----- Article -----

Residents and community leaders in Newquay say dunes at Fistral beach are being swiftly destroyed by harsh weather and careless visitors trampling over the site.

A protective fence at the sea-facing side of the area blew down four months ago – but Cornwall Council has said it will not be replaced.

One local woman, Alison Hanlon, said she had witnessed youngsters scampering up and down the dunes and playing games.

The conservation area is home to a range of wildlife including ground-nesting skylarks, small copper butterflies, marram grass, pyramidal orchids and the spot burnet moth.

Signs around the site clearly request that visitors stick to footpaths and keep out of fenced areas. Damage to wildlife carries a fine of up to £20,000.

Mrs Hanlon said she had called the council about the fence but was told it could not afford to replace it.

She said: "During October half-term all the kids were running up and down the section of dunes nearest the car park and most of this has now disappeared. I'm worried the dunes will have been completely destroyed by the summer."

Her concerns were shared by Cornwall councillor Joanna Kenny, who covers the nearby Pentire division.

Mrs Kenny said the council's "heart was in the right place" when it erected the fence last year – but it was only a matter of time before it was flattened by storms. A "more natural" solution was needed.

"The Fistral beach sand dunes are of great concern and we need to preserve them not only against inconsiderate visitors but against nature," Mrs Kenny said.

"We have a magnificent team of local volunteers who meet regularly to clean Fistral beach and sand dunes. The council's beach ranger has recently met with the team and is coming back with a new protection scheme based on natural planting.

"The theory goes that if we can get the sand dunes looking good and cared for, then visitors might respond by being a little more considerate with their litter."

A Cornwall Council spokeswoman confirmed the fence would not be replaced, stressing the dunes are accessible with or without it.

She said: The issue is not about banning access but rather about education and understanding."

----- Recorded data -----

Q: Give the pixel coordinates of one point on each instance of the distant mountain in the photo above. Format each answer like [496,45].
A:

-----

_Requests_.
[1] In the Fistral beach article, what is the maximum fine for damage to wildlife?
[2] Write out the part of the Fistral beach article between "A protective fence" and "to replace it.", inclusive.
[3] Does the Fistral beach article support each statement below? Answer yes or no for each, quoting the words that decide it.
(a) The protective fence on the sea-facing side blew down four months ago.
(b) Cornwall Council intends to replace the fence.
(c) Joanna Kenny covers the Pentire division.

_Worked solutions_.
[1] Up to £20,000.

[2]
A protective fence at the sea-facing side of the area blew down four months ago – but Cornwall Council has said it will not be replaced.

One local woman, Alison Hanlon, said she had witnessed youngsters scampering up and down the dunes and playing games.

The conservation area is home to a range of wildlife including ground-nesting skylarks, small copper butterflies, marram grass, pyramidal orchids and the spot burnet moth.

Signs around the site clearly request that visitors stick to footpaths and keep out of fenced areas. Damage to wildlife carries a fine of up to £20,000.

Mrs Hanlon said she had called the council about the fence but was told it could not afford to replace it.

[3]
(a) Yes: "A protective fence at the sea-facing side of the area blew down four months ago"
(b) No: "Cornwall Council has said it will not be replaced"
(c) Yes: "Cornwall councillor Joanna Kenny, who covers the nearby Pentire division"